— Текст документа —
=====
И тут произошло нечто такое, что наиболее точно передает единственно правильное слово — вдруг... Да, вдруг, в эту самую минуту, когда моего спутника голод если не валил с ног, то вверг в состояние, близкое к предобморочному, в дальнем конце зала я увидел медленно идущего мне навстречу Тудора Теодореску Браниште, редактора большой бухарестской газеты «Журналул де деменяца» — «Утренняя газета», основанной в свое время видным румынским дипломатом нашего времени Николаем Титулеску. Браниште, как это широко было известно, являлся другом Титулеску, оставшись верным его некоторым заповедям. Браниште слыл крупным журналистом либерального толка, антифашистом, бывал в посольстве и взывал к дружбе с СССР. Номер газеты обычно открывался авторской передовой, которую, как правило, писал Браниште. Поводом к этой передовой могла стать премьера нового спектакля, вернисаж выставки известного художника, выход в свет книги писателя... Браниште неоднократно спрашивал меня, намерен ли Эренбург приехать в Бухарест и когда это может произойти. Вопрос этот для бухарестского интеллигента был естествен: многие из этих интеллигентов, особенно происходящих из более или менее состоятельных фамилий, получили образование во Франции и знали Илью Григорьевича по тем изданиям, которые выходили в Париже. Но вот что любопытно: именно в канун приезда Эренбурга в Бухарест в здешнем издательстве «Карта руса» — «Русская книга» — вышла эренбурговская книга «Война», содержание которой почти полностью составили статьи, напечатанные в «Красной звезде». Именно выход этой книги в свет явился поводом для очередной передовой Браниште. Но вот курьез, как все курьезы, вызванный к жизни не без участия случая: «Журналул де деменяца» напечатал передовую Браниште в день приезда Ильи Григорьевича в Бухарест — совпадение, тайну которого я до сих пор не могу разгадать. И содержание статьи, и ее заголовок заставляют серьезно думать, что Браниште был осведомлен о приезде Эренбурга, — статьяназывалась: «Добро пожаловать, господин Эренбург, в Бухарест!» Но одно дело догадываться или даже знать, но другое дело видеть человека воочию. Так или иначе, а я представил Эренбурга Браниште. Румын сделал большие глаза:
— Месье Эренбург? Иси? Се па посибль!.. Господин Эренбург? Здесь? Это невозможно!..
Я объяснил Браниште ситуацию — стол, разумеется, был накрыт мгновенно — всемогущая «Капша», только что почившая в непробудной дреме, вдруг обрела такую прыть, какая в ней и не предполагалась, — все завертелось, зашумело, загремело, зашипело — да, было слышно, как на кухне застучал деревянный молоток, отстукивая отбивные, как загудел огонь в печи, как зашипело мясо, брошенное в горячее масло, и как, побеждая все запахи, дохнуло жарким.
Принесли целый выводок бутылок с «Котнарем», «Муфатларом» и, разумеется, графин с цупкой — сливовицей, попахивающей сивухой, — она мне напоминала кубанскую араку, и я сказал об этом Эренбургу он улыбнулся не без печали:
— Поймите — в этой сивухе самый смак...
=====
— Письменное задание a —
Воспроизведите фрагмент текста документа от слов «Я объяснил Браниште» до слов «запахи, дохнуло жарким.» включительно.
Текст документа и записи — независимые друг от друга материалы.
=====
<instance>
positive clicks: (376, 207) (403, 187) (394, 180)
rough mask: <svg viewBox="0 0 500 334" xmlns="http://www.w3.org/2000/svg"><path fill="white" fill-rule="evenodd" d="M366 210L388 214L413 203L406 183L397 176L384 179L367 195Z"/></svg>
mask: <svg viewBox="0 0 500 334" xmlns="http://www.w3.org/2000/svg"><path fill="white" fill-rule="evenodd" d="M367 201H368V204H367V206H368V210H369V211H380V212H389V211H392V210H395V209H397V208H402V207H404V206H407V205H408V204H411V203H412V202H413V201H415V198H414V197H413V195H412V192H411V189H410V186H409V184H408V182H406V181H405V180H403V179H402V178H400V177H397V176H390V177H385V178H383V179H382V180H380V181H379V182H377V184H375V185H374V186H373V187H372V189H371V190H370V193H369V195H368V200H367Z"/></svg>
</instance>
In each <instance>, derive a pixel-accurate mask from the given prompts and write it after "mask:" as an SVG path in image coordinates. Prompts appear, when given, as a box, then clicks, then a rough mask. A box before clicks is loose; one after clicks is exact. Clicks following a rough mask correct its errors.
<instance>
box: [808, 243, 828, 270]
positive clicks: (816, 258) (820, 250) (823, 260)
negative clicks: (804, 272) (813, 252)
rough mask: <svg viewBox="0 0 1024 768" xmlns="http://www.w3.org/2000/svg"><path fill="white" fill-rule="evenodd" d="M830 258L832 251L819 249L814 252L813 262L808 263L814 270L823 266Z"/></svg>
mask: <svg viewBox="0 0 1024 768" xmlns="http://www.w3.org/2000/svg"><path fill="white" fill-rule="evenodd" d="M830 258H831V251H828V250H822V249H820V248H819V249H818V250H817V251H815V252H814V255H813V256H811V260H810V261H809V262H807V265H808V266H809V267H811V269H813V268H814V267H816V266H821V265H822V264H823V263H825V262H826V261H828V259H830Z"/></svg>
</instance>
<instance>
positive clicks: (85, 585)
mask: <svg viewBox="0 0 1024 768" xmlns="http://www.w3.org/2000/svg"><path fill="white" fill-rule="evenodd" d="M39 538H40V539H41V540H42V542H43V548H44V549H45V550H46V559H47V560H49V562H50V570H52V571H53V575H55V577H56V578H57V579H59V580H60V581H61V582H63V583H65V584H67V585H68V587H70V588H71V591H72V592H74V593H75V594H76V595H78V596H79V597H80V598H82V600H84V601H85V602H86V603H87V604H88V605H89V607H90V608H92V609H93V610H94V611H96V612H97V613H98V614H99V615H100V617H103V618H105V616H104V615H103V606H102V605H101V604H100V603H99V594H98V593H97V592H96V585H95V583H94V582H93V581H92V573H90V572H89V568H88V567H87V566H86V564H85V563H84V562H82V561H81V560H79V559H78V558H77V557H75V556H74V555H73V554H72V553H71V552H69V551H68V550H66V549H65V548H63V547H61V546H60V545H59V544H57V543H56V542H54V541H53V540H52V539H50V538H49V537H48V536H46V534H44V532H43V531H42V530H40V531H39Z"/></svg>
=====
— Письменное задание b —
Переименуйте «rough mask» в «draft mask» в строках записей от начала записей до строки с «210L388 214L413 203L406» включительно и выведите только эти строки, ничего больше в них не меняя.

— Результат упражнения a —
Я объяснил Браниште ситуацию — стол, разумеется, был накрыт мгновенно — всемогущая «Капша», только что почившая в непробудной дреме, вдруг обрела такую прыть, какая в ней и не предполагалась, — все завертелось, зашумело, загремело, зашипело — да, было слышно, как на кухне застучал деревянный молоток, отстукивая отбивные, как загудел огонь в печи, как зашипело мясо, брошенное в горячее масло, и как, побеждая все запахи, дохнуло жарким.

— Результат упражнения b —
<instance>
positive clicks: (376, 207) (403, 187) (394, 180)
draft mask: <svg viewBox="0 0 500 334" xmlns="http://www.w3.org/2000/svg"><path fill="white" fill-rule="evenodd" d="M366 210L388 214L413 203L406 183L397 176L384 179L367 195Z"/></svg>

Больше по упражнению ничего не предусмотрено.